On any platform, you can specify an authorization object ([DatabaseName.]AuthorizationObjectName). You must have the EXECUTE privilege on AuthorizationObjectName.
On Amazon S3 and Azure Blob storage and Azure Data Lake Storage Gen2, you can specify either an authorization object or a string in JSON format. The string specifies the USER (identification) and PASSWORD (secret_key) for accessing external storage. The following table shows the supported credentials for USER and PASSWORD (used in the CREATE AUTHORIZATION command):
System/Scheme USER PASSWORD
AWS Access Key ID Access Key Secret
Azure / Shared Key Storage Account Name Storage Account Key
Azure Shared Access Signature (SAS) Storage Account Name Account SAS Token
Google Cloud (S3 interop mode) Access Key ID Access Key Secret
Google Cloud (native) Client Email Private Key
On-premises object stores Access Key ID Access Key Secret
Public access object stores <empty string>

Enclose the empty string in single straight quotes: USER ''

<empty string>

Enclose the empty string in single straight quotes: PASSWORD ''

If you use a function mapping to define a wrapper for READ_NOS, you can specify the authorization in the function mapping. Note that [ INVOKER | DEFINER ] TRUSTED must be used with function mapping.
If you are using AWS IAM credentials, you can omit the AUTHORIZATION clause.
When accessing GCS, Advanced SQL Engine uses either the S3-compatible connector or the native Google connector, depending on the user credentials.
BUFFERSIZE
Size of the network buffer to allocate when retrieving data from the external storage repository.
The default value is 16 MB, which is the maximum value.
NOSREAD_RECORD
[Default] Returns one row for each external record along with its metadata.
Access external records by specifying one of the following:
  • Input table and LOCATION and an empty table.
  • Input table with a row for each external file.
For an empty single-column input table, do the following:
For a multiple-column input table, define an input table with the following columns:
  • Location VARCHAR(2048) CHARACTER SET UNICODE
  • ObjectVersionID VARCHAR(1024) CHARACTER SET UNICODE
  • ObjectTimeStamp TIMESTAMP(6)
  • OffsetIntoObject BIGINT
  • ObjectLength BIGINT
  • Payload JSON

This table can be populated using the output of the NOSREAD_KEYS return type.

NOSREAD_KEYS
Retrieves the list of files from the path specified in the LOCATION USING clause.
A schema definition is not necessary.
Returns:
  • Location
  • ObjectVersionID
  • ObjectTimeStamp
  • ObjectLength, size of external file.

See Example: Using READ_NOS with NOSREAD_KEYS Return Type.

NOSREAD_PARQUET_SCHEMA
Returns information about the Parquet data schema. If you are using the FULLSCAN option, use NOSREAD_PARQUET_SCHEMA; otherwise you can use NOSREAD_SCHEMA to get information about the Parquet schema. For information about the mapping between Parquet data types and Teradata data types, see Parquet External Files in Teradata Vantage™ - SQL Data Definition Language Syntax and Examples, B035-1144.
NOSREAD_SCHEMA
Returns the name and data type of each column of the file specified by external_file_path. Schema format can be JSON, CSV, or Parquet.

- **Given request**:
Using the READ_NOS text, answer:
(a) What are the default and maximum values of BUFFERSIZE?
(b) For Google Cloud (native), which credentials go in USER and PASSWORD?
(c) With what kind of credentials can the AUTHORIZATION clause be omitted?

- **Record extracts**:

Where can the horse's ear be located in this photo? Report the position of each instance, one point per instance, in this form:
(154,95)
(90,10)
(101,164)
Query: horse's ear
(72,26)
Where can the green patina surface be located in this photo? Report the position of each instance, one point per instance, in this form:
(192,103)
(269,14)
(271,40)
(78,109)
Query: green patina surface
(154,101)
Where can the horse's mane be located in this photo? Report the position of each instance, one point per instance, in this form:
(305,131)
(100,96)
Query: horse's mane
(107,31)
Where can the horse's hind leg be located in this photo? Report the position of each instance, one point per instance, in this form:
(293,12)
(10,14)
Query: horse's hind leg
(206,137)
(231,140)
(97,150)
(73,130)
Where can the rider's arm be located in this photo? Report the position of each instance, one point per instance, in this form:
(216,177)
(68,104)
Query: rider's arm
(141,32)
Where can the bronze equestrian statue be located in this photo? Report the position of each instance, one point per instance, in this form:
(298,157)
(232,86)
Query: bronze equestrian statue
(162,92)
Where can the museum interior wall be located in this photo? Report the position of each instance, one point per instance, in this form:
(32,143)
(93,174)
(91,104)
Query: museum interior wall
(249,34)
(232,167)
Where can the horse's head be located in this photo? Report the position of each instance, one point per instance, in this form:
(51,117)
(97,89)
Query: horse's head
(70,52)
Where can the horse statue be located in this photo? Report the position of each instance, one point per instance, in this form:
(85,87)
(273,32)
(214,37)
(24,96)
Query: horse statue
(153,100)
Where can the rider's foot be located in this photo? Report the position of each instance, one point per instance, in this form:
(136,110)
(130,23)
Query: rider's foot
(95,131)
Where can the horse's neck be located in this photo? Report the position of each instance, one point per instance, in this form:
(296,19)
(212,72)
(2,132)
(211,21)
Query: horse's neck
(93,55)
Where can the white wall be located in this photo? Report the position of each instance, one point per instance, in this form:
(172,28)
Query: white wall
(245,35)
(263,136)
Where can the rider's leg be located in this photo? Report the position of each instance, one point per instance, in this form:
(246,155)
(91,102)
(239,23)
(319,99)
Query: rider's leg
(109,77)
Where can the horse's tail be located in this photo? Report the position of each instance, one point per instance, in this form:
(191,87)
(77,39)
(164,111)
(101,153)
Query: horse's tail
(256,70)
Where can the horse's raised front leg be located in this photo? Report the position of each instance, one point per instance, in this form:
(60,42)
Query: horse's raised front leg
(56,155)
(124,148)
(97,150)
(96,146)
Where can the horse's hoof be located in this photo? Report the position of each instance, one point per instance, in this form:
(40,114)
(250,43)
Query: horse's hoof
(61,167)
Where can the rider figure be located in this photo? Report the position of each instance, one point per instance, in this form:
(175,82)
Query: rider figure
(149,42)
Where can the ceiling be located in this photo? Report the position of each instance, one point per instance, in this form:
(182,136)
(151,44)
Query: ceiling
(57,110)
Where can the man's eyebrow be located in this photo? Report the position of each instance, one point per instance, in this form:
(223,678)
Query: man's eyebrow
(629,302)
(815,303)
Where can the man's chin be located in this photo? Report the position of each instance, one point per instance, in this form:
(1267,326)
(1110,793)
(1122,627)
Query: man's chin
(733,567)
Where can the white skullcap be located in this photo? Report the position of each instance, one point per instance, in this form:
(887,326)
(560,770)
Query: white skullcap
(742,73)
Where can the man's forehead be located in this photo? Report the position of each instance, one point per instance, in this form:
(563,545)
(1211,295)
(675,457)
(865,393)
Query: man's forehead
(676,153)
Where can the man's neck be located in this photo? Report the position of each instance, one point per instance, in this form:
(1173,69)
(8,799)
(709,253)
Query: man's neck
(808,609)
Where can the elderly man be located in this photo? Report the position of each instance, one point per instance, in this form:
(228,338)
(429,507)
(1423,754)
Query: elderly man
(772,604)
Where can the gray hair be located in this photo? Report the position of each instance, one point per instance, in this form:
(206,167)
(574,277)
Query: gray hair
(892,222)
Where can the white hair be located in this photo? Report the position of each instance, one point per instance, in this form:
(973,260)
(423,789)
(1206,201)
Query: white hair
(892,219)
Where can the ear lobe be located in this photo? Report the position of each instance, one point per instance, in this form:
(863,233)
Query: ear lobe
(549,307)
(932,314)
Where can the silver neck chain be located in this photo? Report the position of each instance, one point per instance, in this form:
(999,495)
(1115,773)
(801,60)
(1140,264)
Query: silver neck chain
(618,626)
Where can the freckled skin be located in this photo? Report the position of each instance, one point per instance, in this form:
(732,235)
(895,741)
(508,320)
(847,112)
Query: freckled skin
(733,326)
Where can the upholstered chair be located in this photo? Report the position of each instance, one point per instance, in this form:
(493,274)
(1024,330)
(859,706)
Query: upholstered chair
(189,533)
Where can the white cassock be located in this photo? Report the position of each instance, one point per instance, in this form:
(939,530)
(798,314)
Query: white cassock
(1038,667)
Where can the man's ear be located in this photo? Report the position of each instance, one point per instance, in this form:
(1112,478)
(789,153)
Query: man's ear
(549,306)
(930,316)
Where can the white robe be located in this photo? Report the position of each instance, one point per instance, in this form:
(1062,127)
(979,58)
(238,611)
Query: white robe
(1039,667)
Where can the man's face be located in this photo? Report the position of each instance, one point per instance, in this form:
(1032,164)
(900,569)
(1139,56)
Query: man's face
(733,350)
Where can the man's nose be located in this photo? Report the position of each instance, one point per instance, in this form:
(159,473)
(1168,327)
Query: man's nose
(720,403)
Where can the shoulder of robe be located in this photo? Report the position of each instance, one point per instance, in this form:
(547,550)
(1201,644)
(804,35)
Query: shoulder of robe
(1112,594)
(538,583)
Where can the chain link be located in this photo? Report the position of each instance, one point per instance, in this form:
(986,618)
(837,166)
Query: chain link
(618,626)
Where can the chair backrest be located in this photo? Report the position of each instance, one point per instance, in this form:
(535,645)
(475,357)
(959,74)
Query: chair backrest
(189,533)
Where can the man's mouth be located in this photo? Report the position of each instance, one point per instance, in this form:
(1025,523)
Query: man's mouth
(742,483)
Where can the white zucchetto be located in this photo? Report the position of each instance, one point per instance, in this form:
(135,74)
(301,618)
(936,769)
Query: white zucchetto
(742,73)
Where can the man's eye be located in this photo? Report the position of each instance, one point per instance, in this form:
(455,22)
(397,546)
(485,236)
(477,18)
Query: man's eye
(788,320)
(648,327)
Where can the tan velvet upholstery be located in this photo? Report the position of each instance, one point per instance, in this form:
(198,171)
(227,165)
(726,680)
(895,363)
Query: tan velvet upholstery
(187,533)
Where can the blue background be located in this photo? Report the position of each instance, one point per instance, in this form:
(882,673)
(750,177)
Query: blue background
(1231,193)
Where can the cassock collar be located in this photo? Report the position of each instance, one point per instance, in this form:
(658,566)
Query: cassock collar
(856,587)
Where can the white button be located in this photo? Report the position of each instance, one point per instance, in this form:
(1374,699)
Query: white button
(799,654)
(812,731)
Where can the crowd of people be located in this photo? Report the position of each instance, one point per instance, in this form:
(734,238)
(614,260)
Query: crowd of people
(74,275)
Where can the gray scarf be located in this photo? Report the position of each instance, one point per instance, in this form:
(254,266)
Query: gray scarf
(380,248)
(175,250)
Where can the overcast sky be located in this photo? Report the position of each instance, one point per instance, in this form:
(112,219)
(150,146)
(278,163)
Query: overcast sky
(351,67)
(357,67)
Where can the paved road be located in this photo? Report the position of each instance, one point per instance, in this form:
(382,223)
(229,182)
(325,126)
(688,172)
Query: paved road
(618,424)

- **Full output**:
(a) Both are 16 MB.
(b) USER is the Client Email and PASSWORD is the Private Key.
(c) AWS IAM credentials.